[Document passage Boundary: Start]

The Suburban Collection Showplace in Novi has been selected as the second alternate care facility to expand medical capacity during the state’s response to the COVID-19 pandemic, officials announced Monday.

“This is more good news for Michiganders in our fight against COVID-19,” Gov. Gretchen Whitmer said in a statement. “Having access to more medical facilities and more space for health care professionals to perform their life saving work means we are more able to slow the spread of COVID-19.

“Fighting this virus is going to take all of us working together as Michiganders, and I want to thank everyone who has stepped up to volunteer at a health care facility or donate blood, money, or medical supplies. We will get through this.”

After conversion, the site will provide 250,000 square feet and bed space to accommodate up to 1,000 patients, Whitmer’s office said in a statement.

The state Department of Health and Human Services and Michigan National Guard partnered with the Federal Emergency Management Agency and the U.S. Army Corps of Engineers to assess the site and coordinate federal funding for the expansion, according to the release.

[Document passage Boundary: End]

Problem description. List every government agency or organization that the Novi facility article says took part in assessing the site and coordinating federal funding.

[Provided data Boundary: Start]

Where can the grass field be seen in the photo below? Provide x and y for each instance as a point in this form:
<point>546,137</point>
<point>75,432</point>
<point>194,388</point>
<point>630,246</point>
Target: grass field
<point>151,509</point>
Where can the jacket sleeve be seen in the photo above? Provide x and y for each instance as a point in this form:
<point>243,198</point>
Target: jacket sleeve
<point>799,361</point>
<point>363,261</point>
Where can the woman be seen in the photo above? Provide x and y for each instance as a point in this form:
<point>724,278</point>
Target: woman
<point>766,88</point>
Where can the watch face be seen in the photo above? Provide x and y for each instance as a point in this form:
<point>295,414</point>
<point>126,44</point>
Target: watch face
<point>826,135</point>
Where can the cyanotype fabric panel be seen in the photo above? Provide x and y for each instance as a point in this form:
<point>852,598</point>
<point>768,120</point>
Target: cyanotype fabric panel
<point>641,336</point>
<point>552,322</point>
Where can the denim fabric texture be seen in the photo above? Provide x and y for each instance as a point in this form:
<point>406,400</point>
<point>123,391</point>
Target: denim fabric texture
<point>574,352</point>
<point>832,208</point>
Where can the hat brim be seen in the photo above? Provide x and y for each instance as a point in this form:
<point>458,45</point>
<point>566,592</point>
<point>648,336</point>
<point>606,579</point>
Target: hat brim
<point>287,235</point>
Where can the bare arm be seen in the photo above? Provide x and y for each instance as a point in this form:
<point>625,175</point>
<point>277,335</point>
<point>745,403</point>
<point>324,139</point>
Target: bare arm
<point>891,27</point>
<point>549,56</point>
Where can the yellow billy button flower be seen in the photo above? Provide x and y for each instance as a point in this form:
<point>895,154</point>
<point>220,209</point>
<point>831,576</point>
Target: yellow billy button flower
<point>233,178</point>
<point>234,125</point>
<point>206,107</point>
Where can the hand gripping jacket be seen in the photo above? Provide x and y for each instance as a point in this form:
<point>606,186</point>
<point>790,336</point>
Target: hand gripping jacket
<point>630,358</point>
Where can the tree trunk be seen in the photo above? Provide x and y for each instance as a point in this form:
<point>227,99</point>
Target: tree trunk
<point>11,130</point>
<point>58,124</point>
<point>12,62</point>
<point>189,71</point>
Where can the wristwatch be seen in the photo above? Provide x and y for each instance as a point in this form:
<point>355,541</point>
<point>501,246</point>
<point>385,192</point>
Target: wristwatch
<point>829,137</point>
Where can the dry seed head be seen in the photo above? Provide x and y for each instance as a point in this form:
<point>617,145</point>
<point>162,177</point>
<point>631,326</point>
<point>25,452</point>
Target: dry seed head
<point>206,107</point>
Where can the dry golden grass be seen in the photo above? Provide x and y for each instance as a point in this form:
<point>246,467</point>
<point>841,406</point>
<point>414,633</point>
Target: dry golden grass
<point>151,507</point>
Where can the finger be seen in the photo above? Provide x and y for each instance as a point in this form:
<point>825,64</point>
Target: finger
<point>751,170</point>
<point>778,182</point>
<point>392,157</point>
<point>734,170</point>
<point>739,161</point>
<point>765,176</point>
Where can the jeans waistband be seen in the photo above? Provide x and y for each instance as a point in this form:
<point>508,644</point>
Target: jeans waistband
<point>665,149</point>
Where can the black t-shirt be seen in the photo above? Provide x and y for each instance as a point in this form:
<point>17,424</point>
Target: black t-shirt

[Provided data Boundary: End]

Result of this exercise.
- The state Department of Health and Human Services
- Michigan National Guard
- Federal Emergency Management Agency
- U.S. Army Corps of Engineers